Jobs:
**1.** Transcribe the portion of the interface element text from "The second interface element 218 may have" to "on the frame 204.".
**2.** Answer these questions using the interface element text:
(a) What material does the carrying structure 212 preferably consist of?
(b) What does the parallel alignment of the contact surfaces 226, 228 allow?
(c) What kind of adhesives may be used for the adhesive bonding at the third junction 224?

Provided text:
********************

The second interface element 218 can be rotated relative to the optical device 206. In this way, the second contact surface 228 can be aligned parallel with the first contact surface 226. The second interface element 218 may then be fixed on the optical device 206 so that rotation is no longer possible. The parallel alignment of the contact surfaces 226, 228 allows a very thin third junction 224, which in turn leads to a highly stiff connecting arrangement 200B. Because the carrying structure 212 and the first interface element 210 as well as the frame 204 of the optical device 206 and the second interface element 218 are releasably connected to one another, the carrying structure 212 and the optical device 206 can be replaced.

The second interface element 218 may have a base (not shown in Fig. 3) and a tiltable fixable element 300. The base may be releasably connected to the frame 204 of the optical device 206. The tiltable fixable element 300 of the second interface element 218 may comprise the second contact surface 228. The second contact surface 228 may then be tilted relative to the base and relative to the frame 204. After the second contact surface 228 is aligned, the tiltable fixable element 300 can be fixed by the base on the frame 204.

The carrying structure 212 preferably consists of ceramic. The frame 204 may also consist of ceramic or metal. The interface elements 210, 218 preferably comprise ceramic or metal. In the case of metals, Invar is preferably used, i.e. an iron-nickel alloy with a very low thermal expansion behaviour. The adhesive bonding at the third junction 224 may be carried out with multicomponent adhesives.

********************

Data records:
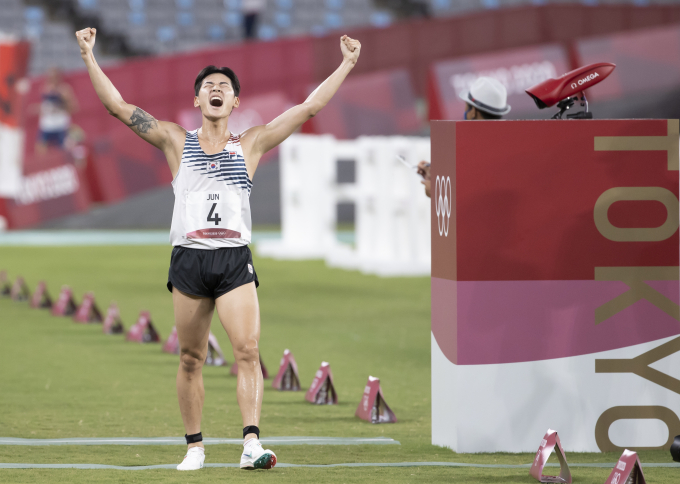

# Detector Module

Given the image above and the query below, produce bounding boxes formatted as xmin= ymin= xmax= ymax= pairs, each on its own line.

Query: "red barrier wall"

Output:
xmin=5 ymin=150 xmax=90 ymax=229
xmin=14 ymin=5 xmax=680 ymax=216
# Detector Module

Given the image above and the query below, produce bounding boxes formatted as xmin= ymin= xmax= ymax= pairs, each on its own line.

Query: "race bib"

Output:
xmin=185 ymin=191 xmax=241 ymax=239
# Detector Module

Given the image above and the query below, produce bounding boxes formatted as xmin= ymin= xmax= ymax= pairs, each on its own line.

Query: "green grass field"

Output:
xmin=0 ymin=246 xmax=680 ymax=484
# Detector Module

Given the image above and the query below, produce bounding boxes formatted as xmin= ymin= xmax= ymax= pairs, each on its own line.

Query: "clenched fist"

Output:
xmin=76 ymin=27 xmax=97 ymax=56
xmin=340 ymin=35 xmax=361 ymax=63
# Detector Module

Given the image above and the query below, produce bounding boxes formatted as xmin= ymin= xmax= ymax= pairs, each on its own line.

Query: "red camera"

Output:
xmin=526 ymin=62 xmax=616 ymax=118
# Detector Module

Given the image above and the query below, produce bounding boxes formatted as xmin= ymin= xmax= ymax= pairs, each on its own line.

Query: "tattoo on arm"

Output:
xmin=128 ymin=108 xmax=158 ymax=133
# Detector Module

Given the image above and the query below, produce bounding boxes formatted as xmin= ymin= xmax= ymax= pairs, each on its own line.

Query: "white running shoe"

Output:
xmin=241 ymin=439 xmax=276 ymax=471
xmin=177 ymin=447 xmax=205 ymax=471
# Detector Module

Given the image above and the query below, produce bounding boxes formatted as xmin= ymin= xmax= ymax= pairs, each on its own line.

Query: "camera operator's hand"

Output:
xmin=418 ymin=161 xmax=430 ymax=197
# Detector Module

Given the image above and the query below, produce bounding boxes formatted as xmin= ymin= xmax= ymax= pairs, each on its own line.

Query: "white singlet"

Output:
xmin=170 ymin=130 xmax=253 ymax=249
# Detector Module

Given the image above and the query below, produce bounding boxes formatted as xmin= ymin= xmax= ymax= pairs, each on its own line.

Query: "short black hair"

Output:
xmin=194 ymin=66 xmax=241 ymax=97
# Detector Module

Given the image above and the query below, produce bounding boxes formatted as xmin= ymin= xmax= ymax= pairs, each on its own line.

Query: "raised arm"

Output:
xmin=241 ymin=35 xmax=361 ymax=161
xmin=76 ymin=28 xmax=184 ymax=153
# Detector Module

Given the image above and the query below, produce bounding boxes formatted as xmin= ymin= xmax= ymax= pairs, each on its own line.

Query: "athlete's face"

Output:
xmin=194 ymin=73 xmax=239 ymax=119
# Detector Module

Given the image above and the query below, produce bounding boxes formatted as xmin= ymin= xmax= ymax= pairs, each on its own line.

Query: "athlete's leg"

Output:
xmin=215 ymin=282 xmax=264 ymax=440
xmin=172 ymin=287 xmax=215 ymax=448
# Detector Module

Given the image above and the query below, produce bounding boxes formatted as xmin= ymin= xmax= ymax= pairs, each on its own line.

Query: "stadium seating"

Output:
xmin=0 ymin=0 xmax=668 ymax=75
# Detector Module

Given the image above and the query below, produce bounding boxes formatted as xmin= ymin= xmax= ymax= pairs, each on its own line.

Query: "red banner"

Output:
xmin=431 ymin=120 xmax=680 ymax=365
xmin=308 ymin=69 xmax=421 ymax=139
xmin=5 ymin=150 xmax=90 ymax=228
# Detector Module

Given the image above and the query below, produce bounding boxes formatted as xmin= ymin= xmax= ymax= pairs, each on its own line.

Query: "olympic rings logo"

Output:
xmin=434 ymin=176 xmax=453 ymax=237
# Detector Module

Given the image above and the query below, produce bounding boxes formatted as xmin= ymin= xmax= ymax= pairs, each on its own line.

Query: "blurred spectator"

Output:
xmin=36 ymin=68 xmax=78 ymax=152
xmin=241 ymin=0 xmax=267 ymax=40
xmin=418 ymin=76 xmax=510 ymax=197
xmin=373 ymin=0 xmax=430 ymax=18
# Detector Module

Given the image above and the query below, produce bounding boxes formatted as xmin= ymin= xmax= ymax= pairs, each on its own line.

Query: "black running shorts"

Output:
xmin=168 ymin=245 xmax=260 ymax=299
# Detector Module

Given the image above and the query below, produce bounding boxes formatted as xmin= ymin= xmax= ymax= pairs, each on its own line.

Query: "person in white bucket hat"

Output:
xmin=459 ymin=77 xmax=510 ymax=120
xmin=418 ymin=76 xmax=510 ymax=197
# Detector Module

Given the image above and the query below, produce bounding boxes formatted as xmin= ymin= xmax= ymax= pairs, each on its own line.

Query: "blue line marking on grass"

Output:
xmin=0 ymin=437 xmax=401 ymax=445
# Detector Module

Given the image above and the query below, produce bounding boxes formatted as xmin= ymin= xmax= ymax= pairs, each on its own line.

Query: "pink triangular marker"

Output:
xmin=0 ymin=271 xmax=12 ymax=297
xmin=305 ymin=361 xmax=338 ymax=405
xmin=354 ymin=376 xmax=397 ymax=423
xmin=73 ymin=292 xmax=104 ymax=323
xmin=604 ymin=449 xmax=646 ymax=484
xmin=31 ymin=281 xmax=52 ymax=309
xmin=10 ymin=276 xmax=31 ymax=301
xmin=52 ymin=286 xmax=78 ymax=316
xmin=529 ymin=429 xmax=571 ymax=483
xmin=102 ymin=303 xmax=125 ymax=334
xmin=229 ymin=355 xmax=269 ymax=380
xmin=125 ymin=311 xmax=161 ymax=343
xmin=272 ymin=350 xmax=300 ymax=392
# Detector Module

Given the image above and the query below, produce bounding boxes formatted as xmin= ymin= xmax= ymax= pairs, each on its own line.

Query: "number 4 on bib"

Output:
xmin=208 ymin=203 xmax=222 ymax=225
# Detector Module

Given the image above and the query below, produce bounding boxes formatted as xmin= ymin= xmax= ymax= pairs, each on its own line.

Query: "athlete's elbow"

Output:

********************

Answers to the exercise:
**1.**
The second interface element 218 may have a base (not shown in Fig. 3) and a tiltable fixable element 300. The base may be releasably connected to the frame 204 of the optical device 206. The tiltable fixable element 300 of the second interface element 218 may comprise the second contact surface 228. The second contact surface 228 may then be tilted relative to the base and relative to the frame 204. After the second contact surface 228 is aligned, the tiltable fixable element 300 can be fixed by the base on the frame 204.

**2.**
(a) Ceramic.
(b) A very thin third junction 224.
(c) Multicomponent adhesives.